--- Data provided Enclosed Below ---

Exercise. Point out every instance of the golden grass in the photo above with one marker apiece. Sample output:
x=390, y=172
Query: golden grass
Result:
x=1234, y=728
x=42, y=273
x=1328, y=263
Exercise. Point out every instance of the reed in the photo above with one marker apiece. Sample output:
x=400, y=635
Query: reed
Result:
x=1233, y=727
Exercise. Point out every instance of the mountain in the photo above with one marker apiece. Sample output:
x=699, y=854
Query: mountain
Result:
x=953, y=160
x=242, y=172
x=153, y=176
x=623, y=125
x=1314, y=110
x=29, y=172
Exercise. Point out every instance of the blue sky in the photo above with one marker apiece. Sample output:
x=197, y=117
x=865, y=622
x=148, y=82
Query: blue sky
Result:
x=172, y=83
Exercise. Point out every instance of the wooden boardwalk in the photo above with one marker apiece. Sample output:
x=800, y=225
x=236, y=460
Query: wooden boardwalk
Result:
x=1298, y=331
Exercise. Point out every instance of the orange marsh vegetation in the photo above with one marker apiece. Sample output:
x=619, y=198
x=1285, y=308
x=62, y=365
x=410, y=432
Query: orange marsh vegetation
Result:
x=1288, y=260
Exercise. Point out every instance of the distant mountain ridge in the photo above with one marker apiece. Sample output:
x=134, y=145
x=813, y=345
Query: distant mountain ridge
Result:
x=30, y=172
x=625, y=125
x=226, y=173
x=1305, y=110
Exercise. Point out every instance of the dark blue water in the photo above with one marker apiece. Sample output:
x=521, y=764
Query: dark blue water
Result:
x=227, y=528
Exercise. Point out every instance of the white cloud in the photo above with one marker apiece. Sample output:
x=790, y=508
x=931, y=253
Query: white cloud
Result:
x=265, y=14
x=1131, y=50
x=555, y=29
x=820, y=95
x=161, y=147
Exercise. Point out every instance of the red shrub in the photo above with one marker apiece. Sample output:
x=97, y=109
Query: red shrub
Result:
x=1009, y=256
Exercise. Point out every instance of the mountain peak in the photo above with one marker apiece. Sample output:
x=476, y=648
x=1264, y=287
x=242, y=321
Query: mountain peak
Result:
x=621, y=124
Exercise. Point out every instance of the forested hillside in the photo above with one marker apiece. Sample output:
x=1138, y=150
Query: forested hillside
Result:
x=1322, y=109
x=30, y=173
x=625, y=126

--- End of Enclosed Data provided ---

**Exercise brief**
Please return the full set of records exactly as given above.

**Output for this exercise**
Exercise. Point out every instance of the golden grass in the photo above with one marker apiece. Sample output:
x=390, y=172
Query: golden grass
Result:
x=1234, y=728
x=42, y=273
x=1328, y=263
Exercise. Point out every instance of the reed in the photo above with one marker apiece. Sample output:
x=400, y=635
Query: reed
Result:
x=1233, y=727
Exercise. Point out every instance of the mountain in the photo above with one marker apiece. Sample output:
x=699, y=854
Query: mountain
Result:
x=953, y=160
x=242, y=172
x=153, y=176
x=623, y=125
x=1314, y=110
x=29, y=172
Exercise. Point out every instance of the blue sky in the photo above with one marker apiece. Sample output:
x=197, y=117
x=865, y=622
x=148, y=82
Query: blue sky
Result:
x=172, y=83
Exercise. Point out every instance of the wooden boardwalk in the photo above with one marker apiece. Sample output:
x=800, y=225
x=236, y=460
Query: wooden boardwalk
Result:
x=1298, y=331
Exercise. Point out every instance of the orange marsh vegetation in the photo above with one marker apiece. Sample output:
x=619, y=198
x=1285, y=308
x=62, y=365
x=410, y=432
Query: orange marsh vegetation
Result:
x=1288, y=260
Exercise. Point out every instance of the distant mountain ridge in the photo above with one marker apiece. Sample output:
x=134, y=145
x=813, y=345
Query: distant mountain ridge
Result:
x=30, y=172
x=625, y=125
x=226, y=173
x=1305, y=110
Exercise. Point out every instance of the dark blue water in the photo above with one marker apiece. Sample output:
x=521, y=764
Query: dark blue water
Result:
x=227, y=528
Exercise. Point out every instance of the white cloud in the photo above with one marker apiece. Sample output:
x=790, y=508
x=931, y=253
Query: white cloud
Result:
x=265, y=14
x=1131, y=50
x=555, y=29
x=820, y=95
x=161, y=147
Exercise. Point out every instance of the red shrub in the photo above with one marker apiece. Sample output:
x=97, y=109
Query: red shrub
Result:
x=1009, y=256
Exercise. Point out every instance of the mountain peak in the photo above with one marker apiece. Sample output:
x=476, y=648
x=1264, y=287
x=242, y=321
Query: mountain peak
Result:
x=621, y=124
Exercise. Point out every instance of the forested hillside in the photo above with one marker apiece. Sample output:
x=1138, y=150
Query: forested hillside
Result:
x=1322, y=109
x=30, y=173
x=625, y=126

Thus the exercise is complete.